→ **DATA SHOWN**
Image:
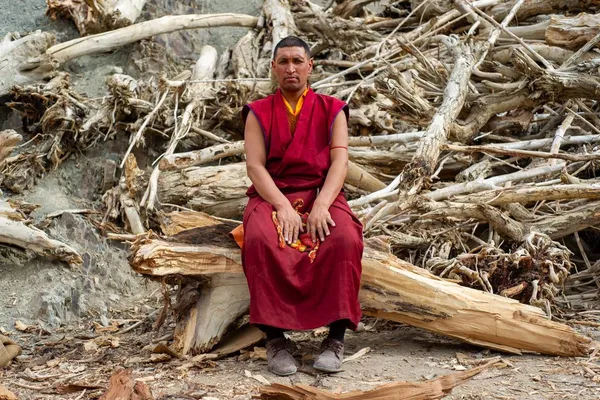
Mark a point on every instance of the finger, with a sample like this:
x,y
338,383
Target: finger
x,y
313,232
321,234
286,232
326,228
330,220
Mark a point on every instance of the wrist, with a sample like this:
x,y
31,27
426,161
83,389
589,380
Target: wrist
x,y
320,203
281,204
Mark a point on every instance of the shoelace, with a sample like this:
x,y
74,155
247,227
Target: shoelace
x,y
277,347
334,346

...

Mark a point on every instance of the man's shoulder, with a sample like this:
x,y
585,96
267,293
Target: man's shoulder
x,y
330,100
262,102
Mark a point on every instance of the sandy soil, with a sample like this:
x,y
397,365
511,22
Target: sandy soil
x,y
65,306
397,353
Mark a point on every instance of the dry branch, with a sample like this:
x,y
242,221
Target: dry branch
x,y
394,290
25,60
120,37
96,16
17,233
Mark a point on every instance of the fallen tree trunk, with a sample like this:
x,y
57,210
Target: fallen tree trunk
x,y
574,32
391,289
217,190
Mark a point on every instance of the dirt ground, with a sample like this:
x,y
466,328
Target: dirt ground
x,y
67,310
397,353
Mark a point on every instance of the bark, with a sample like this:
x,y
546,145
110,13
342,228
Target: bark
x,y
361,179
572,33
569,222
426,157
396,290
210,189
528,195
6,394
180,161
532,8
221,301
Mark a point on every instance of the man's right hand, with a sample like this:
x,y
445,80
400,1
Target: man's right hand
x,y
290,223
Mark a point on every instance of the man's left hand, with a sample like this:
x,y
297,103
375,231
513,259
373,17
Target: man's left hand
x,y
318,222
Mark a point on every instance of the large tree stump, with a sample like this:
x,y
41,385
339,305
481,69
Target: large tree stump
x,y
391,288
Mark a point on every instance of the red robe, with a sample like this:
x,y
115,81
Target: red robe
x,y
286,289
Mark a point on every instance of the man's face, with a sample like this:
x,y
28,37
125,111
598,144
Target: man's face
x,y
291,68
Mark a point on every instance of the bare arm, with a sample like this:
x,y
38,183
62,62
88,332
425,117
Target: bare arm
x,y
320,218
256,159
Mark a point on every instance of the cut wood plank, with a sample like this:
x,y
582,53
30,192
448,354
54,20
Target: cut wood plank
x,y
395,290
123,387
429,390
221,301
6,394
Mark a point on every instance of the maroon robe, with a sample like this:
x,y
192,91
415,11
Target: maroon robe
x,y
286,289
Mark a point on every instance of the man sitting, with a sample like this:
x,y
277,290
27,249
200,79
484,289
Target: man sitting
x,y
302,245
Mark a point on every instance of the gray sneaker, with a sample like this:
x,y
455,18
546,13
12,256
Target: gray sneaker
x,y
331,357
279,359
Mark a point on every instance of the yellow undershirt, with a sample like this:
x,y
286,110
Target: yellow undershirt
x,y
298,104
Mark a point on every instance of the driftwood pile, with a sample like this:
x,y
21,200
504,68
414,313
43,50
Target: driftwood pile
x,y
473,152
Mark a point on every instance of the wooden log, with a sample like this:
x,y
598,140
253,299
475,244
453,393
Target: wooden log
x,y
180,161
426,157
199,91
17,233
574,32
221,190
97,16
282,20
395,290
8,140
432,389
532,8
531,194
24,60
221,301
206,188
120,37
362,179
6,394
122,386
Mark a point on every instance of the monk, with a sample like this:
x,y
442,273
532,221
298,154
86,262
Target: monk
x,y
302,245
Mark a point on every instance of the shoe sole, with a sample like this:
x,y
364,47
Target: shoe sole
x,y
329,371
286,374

---

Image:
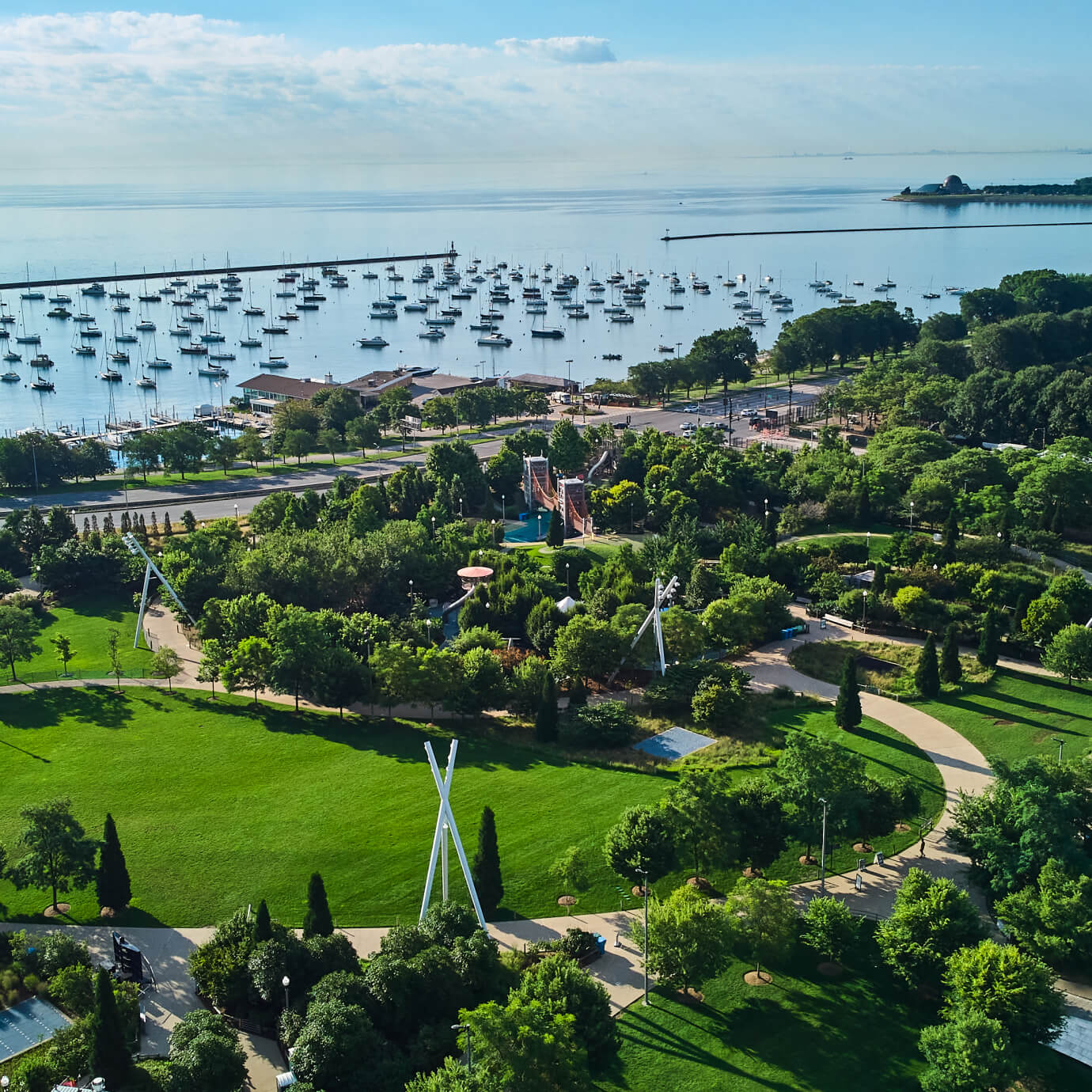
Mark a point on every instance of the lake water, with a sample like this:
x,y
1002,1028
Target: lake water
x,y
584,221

→ **YOUR GOAL**
Collect every line in the records that contains the word "left", and list those lines.

→ **THE REPLY**
Mark a point on every instance of the man's left hand, with a sample like this:
Target: man's left hand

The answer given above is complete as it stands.